**TASK BRIEF**
Continue the forum thread below about trading for Kauai timeshare weeks through RCI, starting after its final post.

**EXTRACT**
I just confirmed my 2nd week on Kauai on saturday - we will be there May 11-24th.  I did see a pahio Beach Club and Bali Hai for May 9-16th on RCI yesterday morning with a very very weak trader so you should check daily - the May weeks seem to be showing up.


----------



## fairfaxgirl (Mar 25, 2008)

*Hope I'm not too late!*

The check-in day I need is May 2nd. I did see a few trades for that date a week or so ago for Pahio Bali Hai and Makai Club. I didn't take either of them because what I really want is the Shearwater or the Cliffs Club. But now I am feeling very uneasy about that decision. Hope I didn't totally screw up!


----------



## alanraycole (Mar 25, 2008)

*For best results, call RCI every day.*

Cliffs Club occassionally is available under "Last Call." It will never show up online as a Last Call, but very possibly will be available over the phone. The same came be said for the Alii Kai, a resort I highly recommend. I have stayed at both following this procedure. (Since the Shearwater and all other Pahio resorts are points resorts, they will never show up as Last Calls.)

**ROWS**
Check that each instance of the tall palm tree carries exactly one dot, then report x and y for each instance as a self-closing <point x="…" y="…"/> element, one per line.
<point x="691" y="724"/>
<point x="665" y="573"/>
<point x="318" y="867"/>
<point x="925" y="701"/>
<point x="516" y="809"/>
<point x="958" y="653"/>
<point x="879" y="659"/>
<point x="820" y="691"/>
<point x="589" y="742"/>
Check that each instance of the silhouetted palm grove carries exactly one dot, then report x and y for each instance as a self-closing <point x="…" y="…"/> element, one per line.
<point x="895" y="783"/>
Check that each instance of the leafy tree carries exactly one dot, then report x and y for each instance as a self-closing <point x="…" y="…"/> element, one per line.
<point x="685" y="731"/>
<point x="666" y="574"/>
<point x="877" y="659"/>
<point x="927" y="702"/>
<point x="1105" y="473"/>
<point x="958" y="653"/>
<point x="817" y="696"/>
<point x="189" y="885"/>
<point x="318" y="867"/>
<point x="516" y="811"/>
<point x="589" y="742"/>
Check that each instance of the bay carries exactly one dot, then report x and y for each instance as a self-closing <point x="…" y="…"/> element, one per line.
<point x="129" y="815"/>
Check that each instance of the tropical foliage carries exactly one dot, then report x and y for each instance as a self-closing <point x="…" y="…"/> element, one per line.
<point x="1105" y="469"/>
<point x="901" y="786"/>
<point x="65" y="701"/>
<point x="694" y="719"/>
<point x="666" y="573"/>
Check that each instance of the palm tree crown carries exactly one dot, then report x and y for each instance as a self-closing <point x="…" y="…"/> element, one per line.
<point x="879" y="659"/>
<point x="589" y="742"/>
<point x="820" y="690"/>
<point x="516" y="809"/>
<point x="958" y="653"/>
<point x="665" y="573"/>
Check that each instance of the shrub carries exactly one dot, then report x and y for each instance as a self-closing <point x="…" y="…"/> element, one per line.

**RESULT OF THIS TASK**
----------



## chellej (Apr 1, 2008)

There is a May 2nd checkin on Trading Places right now.

If you have a week that you have not deposited yet, you can probably get a bonus week & pick it up for $169


----------



## cassandra (Apr 4, 2008)

*Makai Club suits old world Kauai*

We've stayed there once and would go back because it is like a 60's vacation cabin which seems to suit traditional no-frills Kauai.  It is in the backyard of Princeville Sheraton because it is literally on Makai golf course.  With the dollars we saved by staying there we were able to dine at the Sheraton fairly regularly!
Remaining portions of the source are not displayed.